Input rows:
--------------------
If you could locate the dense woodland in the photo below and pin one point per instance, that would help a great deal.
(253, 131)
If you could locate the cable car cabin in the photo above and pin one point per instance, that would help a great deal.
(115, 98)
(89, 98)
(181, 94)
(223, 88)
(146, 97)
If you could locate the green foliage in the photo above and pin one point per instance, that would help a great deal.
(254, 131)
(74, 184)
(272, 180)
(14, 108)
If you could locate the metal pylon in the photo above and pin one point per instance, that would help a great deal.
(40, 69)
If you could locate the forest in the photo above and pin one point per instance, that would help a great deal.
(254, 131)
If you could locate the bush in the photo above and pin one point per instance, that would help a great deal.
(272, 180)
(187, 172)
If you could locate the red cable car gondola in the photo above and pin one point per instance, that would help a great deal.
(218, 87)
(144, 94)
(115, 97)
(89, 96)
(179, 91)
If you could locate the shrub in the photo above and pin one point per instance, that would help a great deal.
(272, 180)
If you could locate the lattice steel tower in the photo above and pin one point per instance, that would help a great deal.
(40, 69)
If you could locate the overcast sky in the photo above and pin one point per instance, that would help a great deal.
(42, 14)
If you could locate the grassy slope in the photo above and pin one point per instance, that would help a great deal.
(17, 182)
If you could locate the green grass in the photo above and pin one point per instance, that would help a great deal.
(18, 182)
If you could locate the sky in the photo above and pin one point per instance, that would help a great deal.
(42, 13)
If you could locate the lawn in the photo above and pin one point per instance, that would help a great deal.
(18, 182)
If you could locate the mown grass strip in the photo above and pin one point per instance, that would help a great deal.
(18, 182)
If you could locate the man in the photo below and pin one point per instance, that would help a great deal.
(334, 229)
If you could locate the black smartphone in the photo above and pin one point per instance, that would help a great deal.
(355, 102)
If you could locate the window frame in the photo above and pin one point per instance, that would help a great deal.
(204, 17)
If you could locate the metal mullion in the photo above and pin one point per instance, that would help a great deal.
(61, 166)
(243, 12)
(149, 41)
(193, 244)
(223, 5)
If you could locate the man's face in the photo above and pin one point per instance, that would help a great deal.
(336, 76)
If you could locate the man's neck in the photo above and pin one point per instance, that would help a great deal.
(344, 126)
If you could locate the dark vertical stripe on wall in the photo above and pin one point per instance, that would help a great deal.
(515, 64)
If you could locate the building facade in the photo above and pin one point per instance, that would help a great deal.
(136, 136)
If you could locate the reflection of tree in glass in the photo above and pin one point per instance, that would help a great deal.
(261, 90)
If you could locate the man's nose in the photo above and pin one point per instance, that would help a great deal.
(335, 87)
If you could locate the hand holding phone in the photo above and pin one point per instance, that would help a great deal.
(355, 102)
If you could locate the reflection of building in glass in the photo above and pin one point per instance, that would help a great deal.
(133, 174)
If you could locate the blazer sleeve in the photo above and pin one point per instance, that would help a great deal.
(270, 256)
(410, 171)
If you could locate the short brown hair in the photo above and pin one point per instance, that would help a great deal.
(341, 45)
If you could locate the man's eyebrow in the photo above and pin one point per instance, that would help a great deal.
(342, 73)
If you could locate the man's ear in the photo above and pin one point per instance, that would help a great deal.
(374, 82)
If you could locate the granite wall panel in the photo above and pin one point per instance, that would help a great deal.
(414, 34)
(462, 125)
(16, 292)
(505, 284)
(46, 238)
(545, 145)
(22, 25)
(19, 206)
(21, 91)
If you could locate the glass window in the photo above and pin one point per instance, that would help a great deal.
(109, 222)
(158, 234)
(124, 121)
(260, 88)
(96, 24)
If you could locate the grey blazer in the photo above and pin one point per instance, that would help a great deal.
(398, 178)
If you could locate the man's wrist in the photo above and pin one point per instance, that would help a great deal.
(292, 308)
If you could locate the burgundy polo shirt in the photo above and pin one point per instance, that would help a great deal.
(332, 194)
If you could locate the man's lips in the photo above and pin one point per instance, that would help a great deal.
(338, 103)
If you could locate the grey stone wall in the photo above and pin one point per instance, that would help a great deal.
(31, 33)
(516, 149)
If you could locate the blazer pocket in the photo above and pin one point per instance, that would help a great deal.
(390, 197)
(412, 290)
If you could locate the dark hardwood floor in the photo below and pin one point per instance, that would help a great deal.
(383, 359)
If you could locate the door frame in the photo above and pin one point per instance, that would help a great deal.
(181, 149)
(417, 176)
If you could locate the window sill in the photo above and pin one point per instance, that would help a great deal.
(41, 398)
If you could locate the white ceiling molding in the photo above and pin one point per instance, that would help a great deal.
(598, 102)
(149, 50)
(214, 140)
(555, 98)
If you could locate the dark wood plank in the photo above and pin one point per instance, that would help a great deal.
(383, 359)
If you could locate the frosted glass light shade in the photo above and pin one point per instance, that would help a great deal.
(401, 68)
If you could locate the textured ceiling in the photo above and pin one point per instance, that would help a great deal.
--------------------
Written task: Please reproduce every line of the material word for word.

Final result:
If you could locate the dense woodland in the photo below and pin one point per instance, that would help a great deal.
(253, 131)
If you could locate the cable car cabin in the photo above and pin one point per instance, that would help a great deal.
(115, 98)
(89, 98)
(181, 94)
(223, 88)
(146, 97)
If you could locate the green foliage in the photo above and pin one point per instance, that would help a great deal.
(254, 131)
(74, 184)
(272, 180)
(14, 108)
If you could locate the metal pylon in the photo above and pin one point per instance, that would help a great deal.
(40, 69)
If you could locate the forest in the photo above and pin one point per instance, that would help a great deal.
(254, 131)
If you could locate the bush in the photo above and pin one point per instance, that would help a great deal.
(272, 180)
(187, 172)
If you could locate the red cable car gondola in the photo above and pin one point per instance, that would help a great deal.
(218, 87)
(144, 94)
(115, 97)
(89, 96)
(179, 91)
If you could locate the shrub in the photo above and pin one point per instance, that would help a great deal.
(272, 180)
If you could locate the lattice steel tower in the photo above and pin one point per instance, that would help a great deal.
(40, 69)
If you could locate the overcast sky in the photo above and pin one point per instance, that would help a great deal.
(42, 14)
If you could locate the grassy slope in the photo above and pin one point per instance, that would help a great deal.
(17, 182)
If you could locate the green grass in the photo above and pin one point per instance, that would help a great deal.
(18, 182)
If you could locate the sky in the photo above and pin one point per instance, that would help a great deal.
(42, 13)
If you could locate the lawn in the photo above and pin one point per instance, that would help a great deal.
(18, 182)
If you could locate the mown grass strip in the photo above and pin one point per instance, that would help a great deal.
(18, 182)
If you could locate the man in the photo below and pin one point per instance, that would help a great deal.
(334, 229)
If you could locate the black smartphone in the photo above and pin one point per instance, that would help a great deal.
(355, 102)
If you could locate the window frame in the photo above and pin one point per instance, that would help a great deal.
(204, 17)
If you could locate the metal mullion in the photo above and pin one point per instance, that would help a great deal.
(61, 166)
(243, 12)
(149, 41)
(193, 244)
(223, 5)
If you could locate the man's face in the photo above and pin one point per instance, that would help a great deal.
(336, 76)
If you could locate the man's neck in the photo above and pin one point per instance, that would help a great deal.
(344, 126)
If you could locate the dark vertical stripe on wall in the photo above and pin one point per instance, that would help a great deal.
(515, 64)
If you could locate the building facade in the photo above and pin one point per instance, that would help a great deal.
(136, 136)
If you could locate the reflection of tree in glass in the photo above and pin one point per instance, that would help a great deal.
(261, 90)
If you could locate the man's nose in the photo above and pin one point per instance, that would help a great deal.
(335, 87)
If you could locate the hand holding phone in the photo above and pin one point per instance, that would help a great deal.
(355, 102)
If you could locate the reflection of building in glass in the photo above and pin one point per instance, that would help a great deal.
(133, 174)
If you could locate the blazer sleeve in the photo above and pin one point per instance, that would help a great deal.
(270, 256)
(410, 171)
If you could locate the short brown hair in the photo above and pin one point per instance, that would help a great deal.
(341, 45)
If you could locate the man's eyebrow in the photo above and pin one point per instance, that would help a great deal.
(342, 73)
If you could locate the man's ear in the photo above and pin one point per instance, that would help a great deal.
(374, 82)
If you could locate the granite wall panel in the photo above and pin one point per instance, that would help a great deal.
(414, 34)
(462, 125)
(16, 292)
(505, 284)
(46, 238)
(545, 145)
(22, 25)
(19, 206)
(21, 91)
If you could locate the glass window in the photo above and pin one point per instance, that would help a great deal.
(109, 222)
(158, 234)
(124, 121)
(260, 88)
(96, 24)
If you could locate the grey blazer in the photo above and pin one point per instance, that would help a great deal.
(398, 178)
If you could locate the man's wrist in the photo above and pin one point per instance, that would help a great deal.
(292, 308)
If you could locate the burgundy polo shirt in the photo above and pin one point per instance, that would help a great deal.
(332, 194)
If you could locate the man's lips in the photo above and pin one point per instance, that would help a great deal.
(338, 103)
If you could locate the grey stone wall in the photo above and pin one point per instance, that would help a great deal.
(31, 33)
(516, 149)
If you could locate the blazer pocket in the photo above and pin one point per instance, that would help a great deal.
(390, 197)
(412, 290)
If you could locate the dark hardwood floor in the photo below and pin one point per instance, that would help a great deal.
(383, 359)
If you could locate the door frame in the photo above and pin one point per instance, that would help a great deal.
(181, 149)
(417, 176)
If you could locate the window sill in the photo above and pin one point per instance, that would help a great deal.
(41, 398)
If you could locate the white ceiling molding in the photo above and pin one point per instance, that would help a great deal.
(598, 102)
(149, 50)
(214, 140)
(555, 98)
If you could locate the dark wood plank in the photo above and pin one point per instance, that would help a great deal.
(383, 359)
If you could locate the frosted glass light shade in the photo above and pin one point per instance, that would help a great deal.
(401, 68)
If you could locate the textured ceiling in the photo above and pin one point per instance, that would help a great deal.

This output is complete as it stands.